— Raw data —
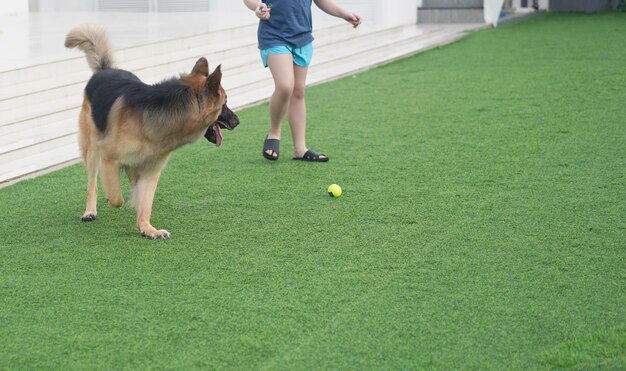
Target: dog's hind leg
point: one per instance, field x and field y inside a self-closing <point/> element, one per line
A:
<point x="91" y="157"/>
<point x="143" y="196"/>
<point x="110" y="176"/>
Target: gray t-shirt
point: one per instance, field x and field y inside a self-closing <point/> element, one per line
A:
<point x="290" y="24"/>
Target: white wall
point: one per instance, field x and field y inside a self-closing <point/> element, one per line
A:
<point x="9" y="7"/>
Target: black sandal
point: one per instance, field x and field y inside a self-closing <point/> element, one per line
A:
<point x="312" y="156"/>
<point x="271" y="145"/>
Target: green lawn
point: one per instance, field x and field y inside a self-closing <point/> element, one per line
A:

— Task prompt —
Change every "Target" in these lines to "Label", leaving everything else as it is, and leave the pictures out.

— Correct output —
Label: dog's hind leg
point: one per instance, field x and field y inside a self-closing <point/> element, one per line
A:
<point x="91" y="157"/>
<point x="143" y="196"/>
<point x="110" y="176"/>
Label: gray t-shirt
point: one per instance, field x and field y inside a self-closing <point/> element, one per line
A:
<point x="290" y="24"/>
Label: white wall
point: one per instance, field x and field y inside a self-closing <point/> element, one per line
A:
<point x="9" y="7"/>
Label: black sandal
point: one per instance, field x and field y inside a self-closing <point/> element, one per line
A:
<point x="312" y="156"/>
<point x="271" y="145"/>
Label: green lawn
point: one per instance, field x and field y inside a self-closing <point/> element, one per line
A:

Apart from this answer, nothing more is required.